**Gestellte Aufgabe a**
Filtern Sie aus den nachstehenden Einträgen jede Zeile heraus, in der die Zeichenfolge „field“ vorkommt, und übernehmen Sie diese Zeilen unverändert.

**Vorliegender Text**
Ich hatte es wirklich in Betracht gezogen. Weil, als ich
nach zwei Wochen Urlaub nach Hause kam, lagen da die allseits bekannten
Briefkasten-Häufchen: ein recht ansehnlicher Stapel Sekretariat, ein gigantischer
Berg Werbeblättchen, eine Ansichtskarte und zwei SCHAUFENSTER. Und weil der
Stapel Sekretariat ein hübsches Sümmchen an Arbeit versprach, wollte ich. Zumal
ich beim flüchtigen Durchblättern durch die Überschrift "Balkonien ist
kein rechtsfreier Raum" darin bestärkt wurde, nichts Wesentliches zu
verpassen. Ob auf dem Balkon oder im Garten alles erlaubt sei, was gefalle,
ohne Rücksicht auf andere? Selbstredend nicht! Und dann die Lettern
"Grillen: Wenn der Rauch für Zunder sorgt" und "Ruhestörung:
Wenn die Nacht zum Tag wird": Hallo, das wissen wir jetzt aber!
Ich fühlte mich so was von ermutigt, meine angelaufenen
SCHAUFENSTER ungelesen wegzuschmeißen, blieb dann aber an den Worten
"Sonnenbaden: Wenn wenig Stoff viel Ärger macht" hängen: Gegen ein
vollkommen geruchs- wie geräuschneutrales Sonnenbad auf dem Balkon oder der
Terrasse könne aber wohl keiner etwas einzuwenden haben? Solange ich alle
Körperteile bedecke, an denen andere Anstoß nehmen könnten, stehe dem nichts
entgegen, schränkte der Rechtsanwalt ein. Wer hingegen eine nahtlose Bräune bevorzuge,
solle sie sich entweder an besser geschützten Orten als dem Balkon oder Garten
holen oder einen entsprechenden Sichtschutz anbringen. Andernfalls könnte -
zumindest bei schamhaften Nachbarn - schnell ein Bußgeld drohen. Ich schließe aus
diesen Zeilen, dass es diese Fälle schon gegeben hat. Und meine jetzt nicht die
Personen, die sich in ihrem Garten oben ohne sonnen. Sondern die Nachbarn, die
sich daran stören. Zu meiner Zeit (als ich eine junge Frau war) war es vollkommen
in Ordnung, sich im Freibad auf der Decke oben ohne zu sonnen. Das ist heute
undenkbar! Stattdessen muss heute mein Nachbar damit einverstanden sein, dass
ich mich auf meiner Terrasse oben ohne sonne? Auf der anderen Seite sehe ich im
Straßenbild immer häufiger Mitmenschen von unfasslicher Leibesfülle mit so was
von drallen Popos in knatschengen, hauchdünnen Leggings - ohne entsprechenden
Sichtschutz für mich, wie der Anwalt sich ausdrückt. Was für eine verkehrte
Welt - für mich!

**Angezeigte Daten**
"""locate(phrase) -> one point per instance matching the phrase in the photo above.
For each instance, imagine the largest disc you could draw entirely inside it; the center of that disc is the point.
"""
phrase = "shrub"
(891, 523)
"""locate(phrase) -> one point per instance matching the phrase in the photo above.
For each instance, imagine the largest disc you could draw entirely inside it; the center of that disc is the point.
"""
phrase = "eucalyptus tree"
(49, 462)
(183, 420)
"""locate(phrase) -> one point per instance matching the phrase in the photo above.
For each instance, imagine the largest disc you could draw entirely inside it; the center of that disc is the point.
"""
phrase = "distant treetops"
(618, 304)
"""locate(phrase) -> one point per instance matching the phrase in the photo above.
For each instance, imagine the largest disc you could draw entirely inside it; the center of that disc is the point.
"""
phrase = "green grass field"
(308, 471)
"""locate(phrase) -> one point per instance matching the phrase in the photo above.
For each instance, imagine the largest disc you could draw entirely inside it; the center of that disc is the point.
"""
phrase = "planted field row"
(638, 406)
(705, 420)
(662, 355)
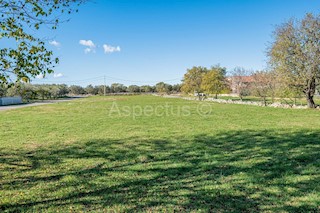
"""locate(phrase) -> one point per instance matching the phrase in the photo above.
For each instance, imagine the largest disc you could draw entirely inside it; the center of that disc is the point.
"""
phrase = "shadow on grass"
(244, 171)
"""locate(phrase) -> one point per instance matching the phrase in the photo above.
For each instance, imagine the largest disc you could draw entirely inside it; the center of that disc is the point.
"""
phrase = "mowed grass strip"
(103, 154)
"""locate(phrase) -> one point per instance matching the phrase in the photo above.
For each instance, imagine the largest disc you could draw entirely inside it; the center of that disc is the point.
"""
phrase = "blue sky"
(157, 40)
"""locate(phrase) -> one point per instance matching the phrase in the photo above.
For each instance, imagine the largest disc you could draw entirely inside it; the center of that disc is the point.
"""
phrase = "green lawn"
(77, 156)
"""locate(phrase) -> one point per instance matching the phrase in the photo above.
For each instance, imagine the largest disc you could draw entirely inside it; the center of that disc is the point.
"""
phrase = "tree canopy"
(214, 81)
(192, 79)
(26, 55)
(295, 55)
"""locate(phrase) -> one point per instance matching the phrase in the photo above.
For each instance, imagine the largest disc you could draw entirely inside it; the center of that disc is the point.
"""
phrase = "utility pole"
(104, 87)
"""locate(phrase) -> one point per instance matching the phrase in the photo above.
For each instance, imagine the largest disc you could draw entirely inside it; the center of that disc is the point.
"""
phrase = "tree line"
(54, 91)
(293, 65)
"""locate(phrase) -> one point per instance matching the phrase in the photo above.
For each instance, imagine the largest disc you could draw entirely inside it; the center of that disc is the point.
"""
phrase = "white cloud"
(54, 43)
(40, 76)
(91, 47)
(110, 49)
(57, 75)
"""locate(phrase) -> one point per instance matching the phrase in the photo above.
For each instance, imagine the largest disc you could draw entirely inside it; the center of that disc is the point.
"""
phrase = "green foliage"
(214, 81)
(18, 21)
(295, 56)
(118, 88)
(133, 89)
(192, 80)
(77, 90)
(263, 85)
(162, 87)
(73, 157)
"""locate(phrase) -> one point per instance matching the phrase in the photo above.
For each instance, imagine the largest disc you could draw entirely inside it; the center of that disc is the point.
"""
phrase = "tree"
(263, 85)
(214, 81)
(19, 19)
(162, 87)
(295, 55)
(91, 90)
(133, 89)
(117, 88)
(176, 88)
(192, 80)
(146, 88)
(3, 91)
(76, 90)
(240, 81)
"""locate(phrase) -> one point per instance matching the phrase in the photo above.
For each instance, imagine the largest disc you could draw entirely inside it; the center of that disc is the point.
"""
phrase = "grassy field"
(145, 153)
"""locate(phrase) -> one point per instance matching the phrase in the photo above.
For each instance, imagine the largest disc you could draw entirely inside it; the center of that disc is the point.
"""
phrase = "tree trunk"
(310, 101)
(310, 91)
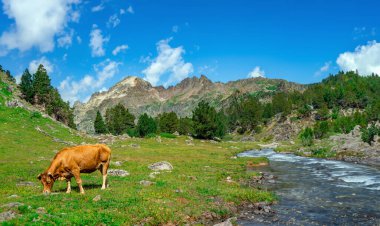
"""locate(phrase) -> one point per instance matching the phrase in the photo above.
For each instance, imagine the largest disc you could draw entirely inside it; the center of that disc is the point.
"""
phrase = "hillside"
(140, 96)
(196, 190)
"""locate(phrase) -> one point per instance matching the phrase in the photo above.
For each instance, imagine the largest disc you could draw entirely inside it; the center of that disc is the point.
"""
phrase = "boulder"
(158, 166)
(8, 215)
(14, 103)
(118, 172)
(228, 222)
(41, 210)
(146, 183)
(97, 198)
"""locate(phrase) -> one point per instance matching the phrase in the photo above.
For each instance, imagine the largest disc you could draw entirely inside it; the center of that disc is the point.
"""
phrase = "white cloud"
(33, 65)
(75, 16)
(365, 59)
(66, 39)
(113, 21)
(79, 39)
(324, 68)
(36, 23)
(169, 60)
(98, 8)
(175, 29)
(119, 49)
(96, 42)
(72, 90)
(130, 10)
(256, 72)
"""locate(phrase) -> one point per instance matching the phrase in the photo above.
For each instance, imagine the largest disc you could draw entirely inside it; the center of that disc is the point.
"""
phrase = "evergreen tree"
(205, 121)
(146, 125)
(41, 86)
(100, 126)
(10, 77)
(119, 120)
(185, 126)
(168, 122)
(26, 86)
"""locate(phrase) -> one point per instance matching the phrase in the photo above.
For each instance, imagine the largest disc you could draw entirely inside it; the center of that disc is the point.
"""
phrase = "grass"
(195, 186)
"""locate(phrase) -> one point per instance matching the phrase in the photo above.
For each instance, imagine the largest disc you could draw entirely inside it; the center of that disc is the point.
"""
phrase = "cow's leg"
(68, 185)
(104, 173)
(76, 174)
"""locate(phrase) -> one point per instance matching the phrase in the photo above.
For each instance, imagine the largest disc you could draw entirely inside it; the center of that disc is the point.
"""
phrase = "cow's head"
(47, 181)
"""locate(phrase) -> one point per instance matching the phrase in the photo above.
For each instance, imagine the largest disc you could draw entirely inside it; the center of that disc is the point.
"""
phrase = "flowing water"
(321, 192)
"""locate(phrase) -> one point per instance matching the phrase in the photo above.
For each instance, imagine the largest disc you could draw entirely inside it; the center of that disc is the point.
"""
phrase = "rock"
(189, 142)
(117, 163)
(14, 103)
(13, 196)
(118, 172)
(229, 180)
(97, 198)
(228, 222)
(25, 183)
(41, 210)
(146, 183)
(161, 166)
(134, 146)
(153, 174)
(8, 215)
(13, 204)
(247, 138)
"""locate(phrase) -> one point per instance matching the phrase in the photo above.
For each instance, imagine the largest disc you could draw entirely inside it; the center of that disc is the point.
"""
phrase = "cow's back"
(86, 157)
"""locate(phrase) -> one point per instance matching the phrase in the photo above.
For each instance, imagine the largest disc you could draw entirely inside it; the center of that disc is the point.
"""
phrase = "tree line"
(247, 113)
(37, 90)
(205, 123)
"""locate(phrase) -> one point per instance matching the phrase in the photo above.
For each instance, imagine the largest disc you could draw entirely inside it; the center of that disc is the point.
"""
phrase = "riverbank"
(314, 191)
(205, 186)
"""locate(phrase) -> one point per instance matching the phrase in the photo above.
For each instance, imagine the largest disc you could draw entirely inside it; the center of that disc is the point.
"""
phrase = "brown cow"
(70, 162)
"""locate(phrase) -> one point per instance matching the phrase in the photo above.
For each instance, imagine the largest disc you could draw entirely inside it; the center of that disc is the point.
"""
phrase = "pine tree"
(100, 126)
(119, 120)
(41, 85)
(205, 121)
(146, 125)
(168, 122)
(26, 86)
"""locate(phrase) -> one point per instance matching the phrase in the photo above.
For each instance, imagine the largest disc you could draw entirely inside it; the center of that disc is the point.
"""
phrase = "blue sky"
(88, 46)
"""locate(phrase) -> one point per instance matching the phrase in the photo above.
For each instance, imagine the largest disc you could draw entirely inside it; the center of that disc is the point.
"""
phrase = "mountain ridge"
(139, 96)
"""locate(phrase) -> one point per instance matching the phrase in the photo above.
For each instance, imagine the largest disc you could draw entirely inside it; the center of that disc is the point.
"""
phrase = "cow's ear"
(49, 178)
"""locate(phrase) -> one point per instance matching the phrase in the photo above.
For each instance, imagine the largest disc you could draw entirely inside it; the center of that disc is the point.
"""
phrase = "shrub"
(35, 114)
(321, 129)
(368, 134)
(306, 136)
(168, 135)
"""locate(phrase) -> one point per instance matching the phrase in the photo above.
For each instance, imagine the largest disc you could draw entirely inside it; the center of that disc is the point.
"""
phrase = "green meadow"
(197, 185)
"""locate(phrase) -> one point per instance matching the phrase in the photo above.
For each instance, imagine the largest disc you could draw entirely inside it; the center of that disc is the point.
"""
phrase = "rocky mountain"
(139, 96)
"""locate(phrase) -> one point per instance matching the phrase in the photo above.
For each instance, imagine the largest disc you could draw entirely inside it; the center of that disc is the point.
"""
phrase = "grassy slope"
(199, 172)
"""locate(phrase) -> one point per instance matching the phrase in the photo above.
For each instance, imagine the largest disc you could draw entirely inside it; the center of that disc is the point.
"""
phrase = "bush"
(132, 132)
(306, 136)
(321, 129)
(368, 134)
(168, 135)
(35, 114)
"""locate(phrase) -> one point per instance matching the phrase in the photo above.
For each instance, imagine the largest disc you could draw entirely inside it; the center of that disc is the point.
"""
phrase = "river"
(315, 191)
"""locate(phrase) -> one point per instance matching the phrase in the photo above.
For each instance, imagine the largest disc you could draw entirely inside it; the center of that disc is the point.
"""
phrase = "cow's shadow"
(85, 187)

**Gestellte Aufgabe b**
Geben Sie einen Abschnitt aus dem vorliegenden Text oben wörtlich aus: Setzen Sie bei den Worten „Ich hatte es“ ein und hören Sie nach „wir jetzt aber!“ auf.

**Schriftliche Lösung a**
phrase = "green grass field"
phrase = "planted field row"
phrase = "grassy field"

**Schriftliche Lösung b**
Ich hatte es wirklich in Betracht gezogen. Weil, als ich
nach zwei Wochen Urlaub nach Hause kam, lagen da die allseits bekannten
Briefkasten-Häufchen: ein recht ansehnlicher Stapel Sekretariat, ein gigantischer
Berg Werbeblättchen, eine Ansichtskarte und zwei SCHAUFENSTER. Und weil der
Stapel Sekretariat ein hübsches Sümmchen an Arbeit versprach, wollte ich. Zumal
ich beim flüchtigen Durchblättern durch die Überschrift "Balkonien ist
kein rechtsfreier Raum" darin bestärkt wurde, nichts Wesentliches zu
verpassen. Ob auf dem Balkon oder im Garten alles erlaubt sei, was gefalle,
ohne Rücksicht auf andere? Selbstredend nicht! Und dann die Lettern
"Grillen: Wenn der Rauch für Zunder sorgt" und "Ruhestörung:
Wenn die Nacht zum Tag wird": Hallo, das wissen wir jetzt aber!